**EXERCISE AIM**
Please pick out every line in the rows below that contains the word "white", and copy each of those lines.

**DATA SECTION**
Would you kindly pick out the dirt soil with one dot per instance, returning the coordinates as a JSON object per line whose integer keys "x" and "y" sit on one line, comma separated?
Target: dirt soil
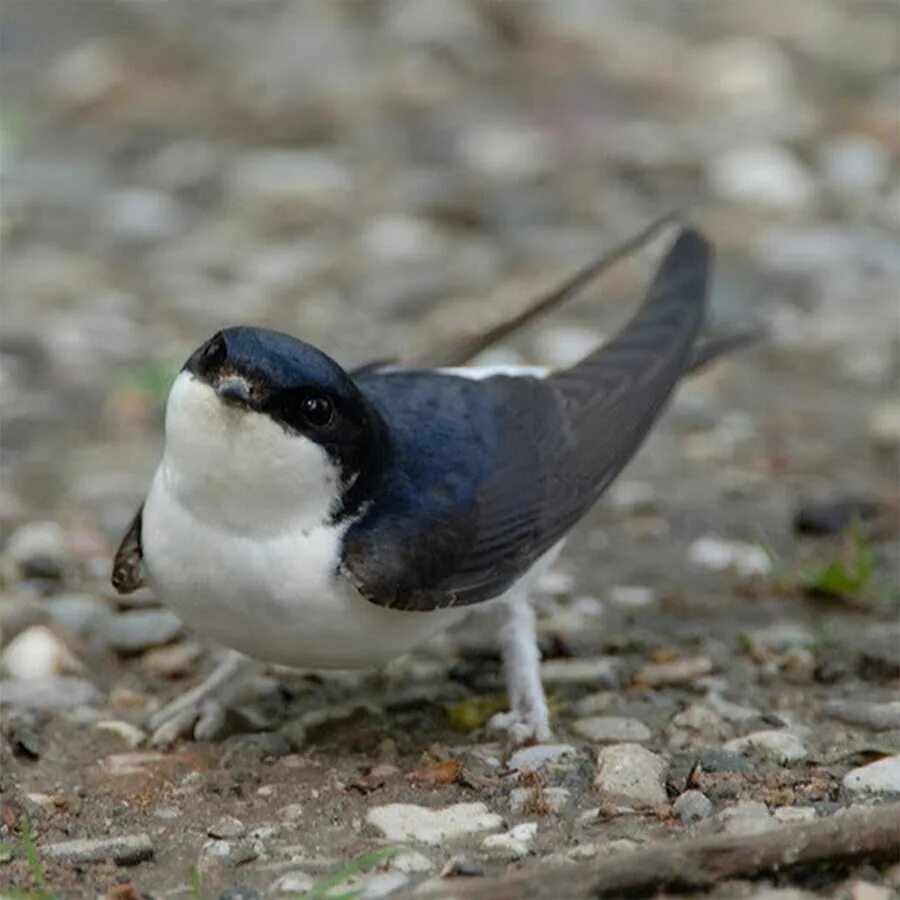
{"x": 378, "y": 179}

--

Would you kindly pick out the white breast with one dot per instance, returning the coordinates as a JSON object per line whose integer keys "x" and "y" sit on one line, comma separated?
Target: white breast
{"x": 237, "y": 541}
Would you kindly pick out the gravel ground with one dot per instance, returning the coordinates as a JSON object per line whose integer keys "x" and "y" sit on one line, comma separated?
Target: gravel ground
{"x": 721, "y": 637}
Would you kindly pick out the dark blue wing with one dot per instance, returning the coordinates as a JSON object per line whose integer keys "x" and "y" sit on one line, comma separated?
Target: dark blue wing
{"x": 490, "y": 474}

**EXERCISE RESPONSE**
Would you kindly pick out the white breast with one dot per instance, returning the coordinates as a JSON object per line whose integer keys "x" and "y" sit on one line, comma separated?
Target: white breast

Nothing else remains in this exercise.